What you will do | Lay out the lines of all the records below as a numbered list, skipping blank lines. Leave the pictures out of your answer.

Raw records |
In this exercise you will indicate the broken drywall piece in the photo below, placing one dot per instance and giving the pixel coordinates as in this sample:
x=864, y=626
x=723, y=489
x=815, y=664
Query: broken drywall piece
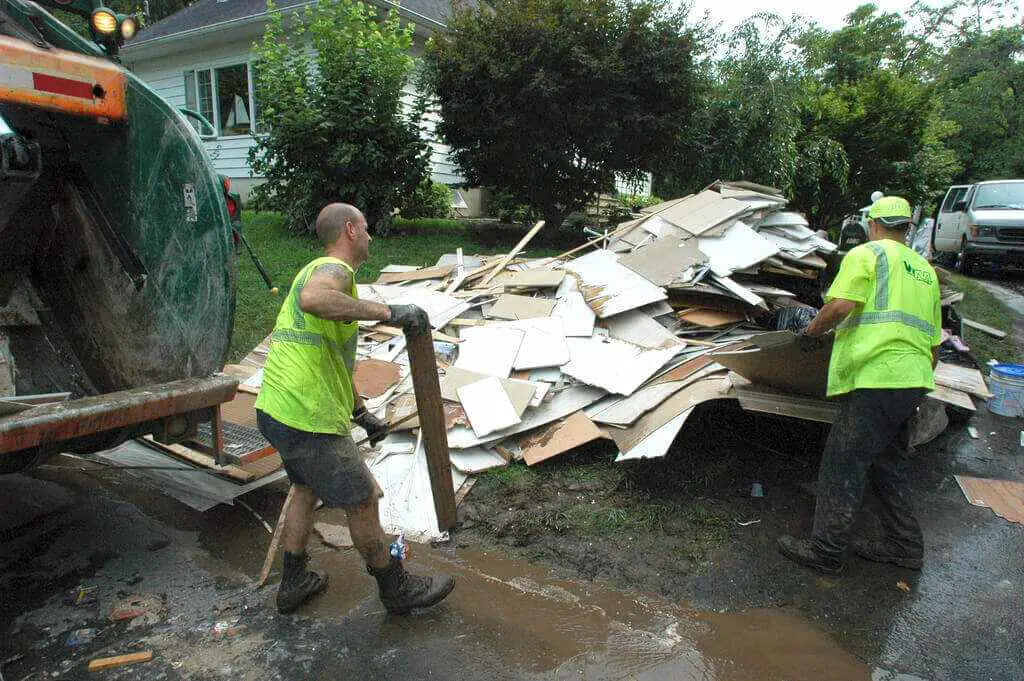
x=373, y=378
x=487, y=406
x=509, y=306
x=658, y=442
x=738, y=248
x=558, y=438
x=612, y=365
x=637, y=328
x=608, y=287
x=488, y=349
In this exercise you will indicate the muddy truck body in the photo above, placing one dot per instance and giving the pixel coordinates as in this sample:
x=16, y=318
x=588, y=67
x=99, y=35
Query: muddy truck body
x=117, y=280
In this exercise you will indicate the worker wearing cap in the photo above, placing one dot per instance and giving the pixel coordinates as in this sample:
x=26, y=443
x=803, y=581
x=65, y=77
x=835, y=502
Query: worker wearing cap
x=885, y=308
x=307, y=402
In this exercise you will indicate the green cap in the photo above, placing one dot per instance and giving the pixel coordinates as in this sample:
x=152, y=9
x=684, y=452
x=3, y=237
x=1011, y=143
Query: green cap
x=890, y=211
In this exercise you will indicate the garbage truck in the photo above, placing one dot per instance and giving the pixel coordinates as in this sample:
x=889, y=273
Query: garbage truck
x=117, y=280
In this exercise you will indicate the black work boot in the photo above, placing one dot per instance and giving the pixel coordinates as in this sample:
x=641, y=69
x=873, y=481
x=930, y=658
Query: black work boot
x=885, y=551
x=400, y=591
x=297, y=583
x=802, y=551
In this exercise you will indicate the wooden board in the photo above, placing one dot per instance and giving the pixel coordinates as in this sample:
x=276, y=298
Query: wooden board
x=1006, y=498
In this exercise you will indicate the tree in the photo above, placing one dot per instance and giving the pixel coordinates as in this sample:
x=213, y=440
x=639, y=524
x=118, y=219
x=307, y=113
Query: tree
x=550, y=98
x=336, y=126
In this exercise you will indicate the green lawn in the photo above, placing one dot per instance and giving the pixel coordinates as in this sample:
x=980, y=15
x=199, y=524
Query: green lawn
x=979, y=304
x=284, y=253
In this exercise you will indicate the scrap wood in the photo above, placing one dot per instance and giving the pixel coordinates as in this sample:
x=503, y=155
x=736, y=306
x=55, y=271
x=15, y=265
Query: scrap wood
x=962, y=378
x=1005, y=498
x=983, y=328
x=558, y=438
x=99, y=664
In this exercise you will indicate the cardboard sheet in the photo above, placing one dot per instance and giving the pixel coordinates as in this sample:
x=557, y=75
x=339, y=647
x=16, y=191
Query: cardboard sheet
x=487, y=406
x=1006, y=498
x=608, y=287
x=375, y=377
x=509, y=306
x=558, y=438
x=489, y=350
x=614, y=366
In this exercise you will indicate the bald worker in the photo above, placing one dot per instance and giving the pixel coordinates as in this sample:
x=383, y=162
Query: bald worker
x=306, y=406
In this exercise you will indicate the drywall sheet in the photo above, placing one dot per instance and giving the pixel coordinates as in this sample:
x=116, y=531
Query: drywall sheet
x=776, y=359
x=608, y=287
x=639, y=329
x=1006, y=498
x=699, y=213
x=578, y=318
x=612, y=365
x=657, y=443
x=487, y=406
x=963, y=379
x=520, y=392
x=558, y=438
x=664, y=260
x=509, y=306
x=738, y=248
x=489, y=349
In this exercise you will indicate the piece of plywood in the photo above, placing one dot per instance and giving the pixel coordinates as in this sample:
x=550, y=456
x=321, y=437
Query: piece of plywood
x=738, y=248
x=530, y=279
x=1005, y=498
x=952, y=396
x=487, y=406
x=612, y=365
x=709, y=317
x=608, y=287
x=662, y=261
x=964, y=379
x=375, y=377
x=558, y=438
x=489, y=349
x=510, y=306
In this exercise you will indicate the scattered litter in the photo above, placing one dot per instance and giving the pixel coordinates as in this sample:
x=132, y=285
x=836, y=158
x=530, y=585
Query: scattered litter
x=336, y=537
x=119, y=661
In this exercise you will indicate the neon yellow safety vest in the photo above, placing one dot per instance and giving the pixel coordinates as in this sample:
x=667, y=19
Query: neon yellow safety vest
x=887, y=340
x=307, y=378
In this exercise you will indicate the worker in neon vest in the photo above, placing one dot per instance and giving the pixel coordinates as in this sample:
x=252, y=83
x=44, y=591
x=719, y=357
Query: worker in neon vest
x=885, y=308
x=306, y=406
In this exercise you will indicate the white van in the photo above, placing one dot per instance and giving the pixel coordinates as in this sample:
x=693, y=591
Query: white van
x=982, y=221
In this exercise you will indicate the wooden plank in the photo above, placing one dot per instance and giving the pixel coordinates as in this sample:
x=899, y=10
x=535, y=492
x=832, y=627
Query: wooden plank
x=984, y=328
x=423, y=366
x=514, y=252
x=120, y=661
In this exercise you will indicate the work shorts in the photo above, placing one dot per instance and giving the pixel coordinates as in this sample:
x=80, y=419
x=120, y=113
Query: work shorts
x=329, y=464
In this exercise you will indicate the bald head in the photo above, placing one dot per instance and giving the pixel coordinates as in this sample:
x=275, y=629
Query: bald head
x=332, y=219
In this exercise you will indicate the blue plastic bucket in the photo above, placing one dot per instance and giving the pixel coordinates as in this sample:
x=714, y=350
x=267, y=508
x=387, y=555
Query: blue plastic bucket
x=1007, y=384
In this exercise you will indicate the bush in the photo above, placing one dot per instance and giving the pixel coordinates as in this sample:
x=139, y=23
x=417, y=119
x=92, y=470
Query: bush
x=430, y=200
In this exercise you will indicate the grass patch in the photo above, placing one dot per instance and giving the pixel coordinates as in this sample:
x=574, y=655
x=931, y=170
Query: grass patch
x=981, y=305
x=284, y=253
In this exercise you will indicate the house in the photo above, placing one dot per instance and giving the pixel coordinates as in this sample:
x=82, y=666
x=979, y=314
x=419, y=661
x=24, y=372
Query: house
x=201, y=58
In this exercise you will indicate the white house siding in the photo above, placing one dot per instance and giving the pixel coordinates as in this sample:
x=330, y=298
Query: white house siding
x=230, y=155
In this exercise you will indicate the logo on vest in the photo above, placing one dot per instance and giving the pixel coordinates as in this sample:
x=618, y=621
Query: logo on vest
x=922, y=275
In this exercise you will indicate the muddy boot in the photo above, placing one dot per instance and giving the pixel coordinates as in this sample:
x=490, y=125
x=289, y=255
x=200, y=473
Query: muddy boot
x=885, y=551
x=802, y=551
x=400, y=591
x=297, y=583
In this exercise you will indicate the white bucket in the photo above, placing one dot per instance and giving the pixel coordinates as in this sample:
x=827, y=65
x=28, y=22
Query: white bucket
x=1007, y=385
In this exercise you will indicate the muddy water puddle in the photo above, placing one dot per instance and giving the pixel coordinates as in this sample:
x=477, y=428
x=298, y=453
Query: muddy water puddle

Answer to this problem |
1. In this exercise you will indicate the broken drywall piece in the photo below, placing one dot per instance and giving the pixel coordinates as in this sample:
2. x=864, y=626
3. x=723, y=489
4. x=815, y=664
5. Query: broken drywall piece
6. x=373, y=378
7. x=487, y=406
8. x=509, y=306
9. x=658, y=442
10. x=738, y=248
11. x=558, y=438
12. x=612, y=365
13. x=637, y=328
14. x=608, y=287
15. x=488, y=349
16. In this exercise you will indicate the muddy truck body in the photo above, placing one dot per instance and giving the pixel coordinates as in this sample:
17. x=16, y=318
18. x=588, y=67
19. x=99, y=35
20. Query: muddy truck body
21. x=117, y=280
22. In this exercise you will indicate the worker wearing cap in the photo above, placing one dot per instance and giving the pixel coordinates as in this sample:
23. x=26, y=443
24. x=803, y=581
25. x=65, y=77
26. x=835, y=502
27. Query: worker wearing cap
28. x=885, y=308
29. x=307, y=402
30. In this exercise you will indicate the green cap in the photo above, placing one dot per instance and giving the pixel coordinates as in this sample:
31. x=152, y=9
32. x=684, y=452
33. x=3, y=237
34. x=1011, y=143
35. Query: green cap
36. x=890, y=211
37. In this exercise you will indicate the garbage truck in the photo above, placing one dot per instance and giving the pixel coordinates as in this sample:
38. x=889, y=273
39. Query: garbage truck
40. x=117, y=280
41. In this exercise you will indicate the black work boot in the photo above, placing one dot per instance and giving the pixel coordinates as in this sample:
42. x=641, y=69
43. x=873, y=481
44. x=930, y=658
45. Query: black work boot
46. x=885, y=551
47. x=400, y=591
48. x=297, y=583
49. x=802, y=551
50. In this exercise you will indicate the wooden board in the photo above, placing one dot per instance and giving the pixel coordinates as in this sample:
51. x=276, y=298
52. Query: wooden board
53. x=1006, y=498
54. In this exercise you will indicate the tree in the photo above, placing one dot per instance and giving the pixel coordinates as in this sample:
55. x=213, y=440
56. x=639, y=524
57. x=118, y=219
58. x=307, y=113
59. Query: tree
60. x=550, y=98
61. x=336, y=126
62. In this exercise you will indicate the green lawn in the photo above, placing one dot per instance and giving the pixel coordinates as in this sample:
63. x=980, y=15
64. x=199, y=524
65. Query: green lawn
66. x=979, y=304
67. x=284, y=253
68. In this exercise you will indicate the scrap wood in the photo above, placing one dot per instance and giving the pixel coordinates as in this sample:
69. x=503, y=155
70. x=736, y=306
71. x=55, y=271
72. x=15, y=265
73. Query: scrap wood
74. x=962, y=378
75. x=1005, y=498
76. x=983, y=328
77. x=558, y=438
78. x=99, y=664
79. In this exercise you will indicate the cardboard sheet in the photo above, placing one dot per instance and giving the pixel coordinates as in this sample:
80. x=557, y=75
81. x=339, y=647
82. x=16, y=191
83. Query: cardboard sheet
84. x=487, y=406
85. x=1006, y=498
86. x=608, y=287
87. x=375, y=377
88. x=509, y=306
89. x=558, y=438
90. x=489, y=350
91. x=614, y=366
92. In this exercise you will indicate the bald worker in the photo above, placing one dot per instance and giving the pixel coordinates as in this sample:
93. x=383, y=162
94. Query: bald worker
95. x=306, y=406
96. In this exercise you will indicate the drywall sheet in the photo above, placing one dot per instance and giving the pixel coordinates as in this sample:
97. x=116, y=531
98. Query: drywall sheet
99. x=776, y=359
100. x=608, y=287
101. x=639, y=329
102. x=1006, y=498
103. x=699, y=213
104. x=578, y=318
105. x=612, y=365
106. x=657, y=443
107. x=487, y=406
108. x=963, y=379
109. x=520, y=392
110. x=558, y=438
111. x=664, y=260
112. x=509, y=306
113. x=738, y=248
114. x=489, y=349
115. In this exercise you will indicate the piece of plywood in the photo above, placing one dot per instance and giving the pixel coordinates as in this sample:
116. x=550, y=456
117. x=321, y=437
118. Query: piece of plywood
119. x=738, y=248
120. x=530, y=279
121. x=1005, y=498
122. x=952, y=396
123. x=487, y=406
124. x=612, y=365
125. x=709, y=317
126. x=608, y=287
127. x=662, y=261
128. x=964, y=379
129. x=375, y=377
130. x=558, y=438
131. x=489, y=349
132. x=510, y=306
133. In this exercise you will indicate the scattered litter in the photo above, placing one dot per instance and giving the pixel coordinates as in this sample:
134. x=132, y=285
135. x=836, y=158
136. x=530, y=585
137. Query: scattered litter
138. x=336, y=537
139. x=119, y=661
140. In this exercise you will indicate the neon yellow safety vest in the photo above, placing one dot per instance and giving the pixel coordinates as in this sample:
141. x=667, y=19
142. Query: neon yellow safety vest
143. x=887, y=340
144. x=307, y=378
145. In this exercise you will indicate the worker in neon vest in the photo above, placing one dot per instance and giving the pixel coordinates as in this sample:
146. x=252, y=83
147. x=44, y=591
148. x=719, y=357
149. Query: worker in neon vest
150. x=885, y=308
151. x=306, y=406
152. In this exercise you will indicate the white van in the photo above, placing one dot per instance and giving the pixel coordinates as in this sample:
153. x=693, y=591
154. Query: white van
155. x=982, y=221
156. In this exercise you will indicate the wooden plank in the photo above, placing one dot per instance and giving the pixel coordinates as in this sample:
157. x=899, y=10
158. x=535, y=492
159. x=832, y=627
160. Query: wooden plank
161. x=984, y=328
162. x=423, y=366
163. x=514, y=252
164. x=120, y=661
165. In this exercise you will indicate the work shorts in the photo above, placing one dot per instance and giving the pixel coordinates as in this sample:
166. x=80, y=419
167. x=120, y=113
168. Query: work shorts
169. x=329, y=464
170. In this exercise you will indicate the bald head in the photo above, placing one dot per instance and giving the pixel coordinates as in this sample:
171. x=275, y=629
172. Query: bald head
173. x=332, y=219
174. In this exercise you will indicate the blue plastic bucket in the photo above, placing one dot per instance and giving the pixel coordinates as in this sample:
175. x=714, y=350
176. x=267, y=508
177. x=387, y=555
178. Query: blue plastic bucket
179. x=1007, y=384
180. In this exercise you will indicate the bush in the photo above, placing one dot per instance and giving the pixel coordinates as in this sample:
181. x=139, y=23
182. x=417, y=119
183. x=92, y=470
184. Query: bush
185. x=430, y=200
186. In this exercise you will indicate the grass patch in the photo above, placing one dot per instance and giving the pixel coordinates as in this sample:
187. x=574, y=655
188. x=931, y=170
189. Query: grass patch
190. x=981, y=305
191. x=284, y=253
192. In this exercise you will indicate the house in the photo above, placing one dot per instance and giving the pixel coordinates as in this sample:
193. x=82, y=666
194. x=979, y=314
195. x=419, y=661
196. x=24, y=372
197. Query: house
198. x=201, y=58
199. In this exercise you will indicate the white house siding in the photo above, placing one dot per instance and giving the pixel coordinates as in this sample:
200. x=330, y=298
201. Query: white house siding
202. x=230, y=155
203. In this exercise you will indicate the logo on vest in the photo above, placing one dot per instance and giving the pixel coordinates as in this sample:
204. x=618, y=621
205. Query: logo on vest
206. x=922, y=275
207. In this exercise you will indicate the muddy boot in the photo above, placing one dot per instance and giving the pixel coordinates as in this sample:
208. x=490, y=125
209. x=289, y=255
210. x=200, y=473
211. Query: muddy boot
212. x=885, y=551
213. x=802, y=551
214. x=400, y=591
215. x=297, y=583
216. In this exercise you will indicate the white bucket in the photo above, placing one dot per instance and giving the pixel coordinates as in this sample:
217. x=827, y=65
218. x=28, y=22
219. Query: white bucket
220. x=1007, y=385
221. In this exercise you will indicate the muddy water puddle in the photo above, placing one dot per instance and giving the pixel coordinates as in this sample:
222. x=477, y=428
223. x=298, y=453
224. Query: muddy water puddle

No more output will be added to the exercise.